La vida nómada me lleva a que, cada vez que llego a un lugar, ya me estoy yendo. Parece que no tenga haz y envés. Sin cara ni cruz, es difícil apostar por mi. A veces me veo como un mutante con dos frentespaldas, una delante y otra detrás, con el superpoder de que nadie nunca sabe si voy o vengo. Ni yo tampoco.

Tres aviones, 4 aeropuertos, largas esperas. Ya en Múnich. En viaje hay muchas horas de espera. Esperar es quizás el trabajo mas duro del viajero.

Estaba pensando, no sé porque, quizás por aburrimiento, cuales eran las palabras más repetidas por extranjeros en los diferentes idiomas. Se me ocurre que en inglés, hay muchas, pero quizás «Ok», es la más usada. En italiano es «ciao», en francés «Ohlalà», que creo que hasta es discutible que exista. En español, quizás «mosquito», en japones «arigato», en chino nada porque nadie sabe una palabra de chino. En holandés «tot ziens», en ruso «spasiva», etc, etc . En alemán, no sé si gana «kaput» o «kartoffel». Ya ves què cosas de pensar. Filosofía pura.

El viaje ha sido machacón, claro, y la compañía aérea, aprovechando los cambios horarios, se lo ha montado para no darme más que una comida algo consistente en 30 horas así que, aunque ahora son las 4 de la tarde, hora alemana, vengo muerto de hambre y me paro en un restaurante que tiene un menú barato. Me como una sopita de no se qué, que me sienta de miedo, y una “cordón bleu” con ensalada… de patata. Es bien sabido que si los alemanes hacen una comida sin poner patatas y col por todos lados tienen un ataque epiléptico o, como mínimo, una reacción alérgica de pronóstico reservado. En especial, la kartoffelsalat y los roti de patatas están en todos lo menús. Sí, quizás «kartoffel» gana a «kaput». Y, ahora que pienso, «frankfurt» les sigue de cerca.

Cuando era muy, muy joven, tuve muchos años una novia alemana. Con ella fui varias veces a su país y, una vez, fui solo a casa de su familia durante un mes para aprender alemán. Se ocupaban de mi su hermano adolescente, que me daba clases del idioma, y una amiga, empleada de sus padres con la que, de vez en cuando, íbamos de excursión por los alrededores. También sus padres y los amigos de la familia me llevaban en coche a conocer Alemania los fines de semana.

▶ **TAREA PROPUESTA 1**
Reescribe el relato de viaje desde "Estaba pensando, no" hasta "pensar. Filosofía pura.", ambos incluidos, y sustituye "aburrimiento" por "cansancio".
▶ **TAREA PROPUESTA 2**
Según el relato de viaje, ¿a qué hora alemana se para a comer en el restaurante?
▶ **TAREA PROPUESTA 3**
Retoma el relato de viaje a partir del punto en que termina.
Los datos que aparecen a continuación proceden de otra fuente.

▶ **MATERIAL PROPORCIONADO**

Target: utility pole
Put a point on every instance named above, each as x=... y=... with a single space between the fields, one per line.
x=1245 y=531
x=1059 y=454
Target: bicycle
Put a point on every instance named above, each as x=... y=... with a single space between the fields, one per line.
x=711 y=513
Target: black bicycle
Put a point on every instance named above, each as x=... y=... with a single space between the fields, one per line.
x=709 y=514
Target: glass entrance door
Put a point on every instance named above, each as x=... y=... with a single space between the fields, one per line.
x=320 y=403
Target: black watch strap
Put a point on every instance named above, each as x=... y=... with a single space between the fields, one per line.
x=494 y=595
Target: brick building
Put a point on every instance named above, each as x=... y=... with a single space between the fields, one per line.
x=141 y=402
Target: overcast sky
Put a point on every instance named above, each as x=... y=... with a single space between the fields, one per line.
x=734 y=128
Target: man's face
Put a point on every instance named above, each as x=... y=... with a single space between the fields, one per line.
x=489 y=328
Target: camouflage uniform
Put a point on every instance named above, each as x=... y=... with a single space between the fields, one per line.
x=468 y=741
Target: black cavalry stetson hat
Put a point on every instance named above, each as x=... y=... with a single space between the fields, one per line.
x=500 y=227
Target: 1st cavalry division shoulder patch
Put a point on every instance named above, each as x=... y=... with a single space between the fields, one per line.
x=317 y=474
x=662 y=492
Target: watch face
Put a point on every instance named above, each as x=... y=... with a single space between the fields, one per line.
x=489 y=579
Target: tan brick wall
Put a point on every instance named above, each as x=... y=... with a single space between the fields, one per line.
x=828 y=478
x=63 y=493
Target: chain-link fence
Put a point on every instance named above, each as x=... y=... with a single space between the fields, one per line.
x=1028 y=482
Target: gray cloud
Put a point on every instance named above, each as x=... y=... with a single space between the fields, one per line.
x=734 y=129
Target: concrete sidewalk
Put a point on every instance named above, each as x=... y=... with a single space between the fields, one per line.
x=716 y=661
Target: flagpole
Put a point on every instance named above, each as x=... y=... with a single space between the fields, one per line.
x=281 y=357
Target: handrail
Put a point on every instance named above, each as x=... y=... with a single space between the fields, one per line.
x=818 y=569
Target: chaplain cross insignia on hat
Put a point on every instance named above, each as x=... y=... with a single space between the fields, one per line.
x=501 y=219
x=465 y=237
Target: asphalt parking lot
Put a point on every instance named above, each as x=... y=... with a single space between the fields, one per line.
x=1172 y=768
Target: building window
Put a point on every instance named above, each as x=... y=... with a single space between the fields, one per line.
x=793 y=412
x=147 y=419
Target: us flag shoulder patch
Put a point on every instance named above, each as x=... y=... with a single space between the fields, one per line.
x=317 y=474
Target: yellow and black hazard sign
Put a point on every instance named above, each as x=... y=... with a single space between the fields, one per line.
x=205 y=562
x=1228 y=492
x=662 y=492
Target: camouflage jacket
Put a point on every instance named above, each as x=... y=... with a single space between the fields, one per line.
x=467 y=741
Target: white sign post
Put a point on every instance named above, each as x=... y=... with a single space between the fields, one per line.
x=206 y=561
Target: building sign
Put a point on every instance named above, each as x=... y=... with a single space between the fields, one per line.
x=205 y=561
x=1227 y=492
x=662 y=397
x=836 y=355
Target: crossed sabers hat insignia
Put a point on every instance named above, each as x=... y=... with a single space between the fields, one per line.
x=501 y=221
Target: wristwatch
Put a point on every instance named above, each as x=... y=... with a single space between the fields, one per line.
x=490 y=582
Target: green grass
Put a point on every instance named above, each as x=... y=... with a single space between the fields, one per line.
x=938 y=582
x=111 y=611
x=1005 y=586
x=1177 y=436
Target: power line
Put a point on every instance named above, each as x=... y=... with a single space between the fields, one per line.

▶ **RESULTADO DEL EJERCICIO 1**
Estaba pensando, no sé porque, quizás por cansancio, cuales eran las palabras más repetidas por extranjeros en los diferentes idiomas. Se me ocurre que en inglés, hay muchas, pero quizás «Ok», es la más usada. En italiano es «ciao», en francés «Ohlalà», que creo que hasta es discutible que exista. En español, quizás «mosquito», en japones «arigato», en chino nada porque nadie sabe una palabra de chino. En holandés «tot ziens», en ruso «spasiva», etc, etc . En alemán, no sé si gana «kaput» o «kartoffel». Ya ves què cosas de pensar. Filosofía pura.

▶ **RESULTADO DEL EJERCICIO 2**
A las 4 de la tarde.

▶ **RESULTADO DEL EJERCICIO 3**
Así conocí Frankfurt, Stuttgart, el castillo de Neuechwanstein y algunos otros parajes teutones. También conseguí, no dominar, pero si chapurrear el alemán lo suficiente para entenderme con ellos con relativa facilidad. Hablar el alemán bien es muy complicado pero, para hablarlo en plan básico, con 1.000 palabras de vocabulario y un par de normas de tiempos verbales vas que chutas. Y yo no soy ningún flecha para los idiomas.

Aquello acabó de forma bastante traumática. Un día, mi novia fue a pasar un par de semanas a la casa de vacaciones de una amiga. En la despedida, lo típico cuando eres jovencito: “Te quiero, te amo, te compro un gamo”, “Te adoro, te compro un loro”, “Te quiero mucho, como la trucha al trucho”. En la estación de tren, lágrimas de añoranza adelantada.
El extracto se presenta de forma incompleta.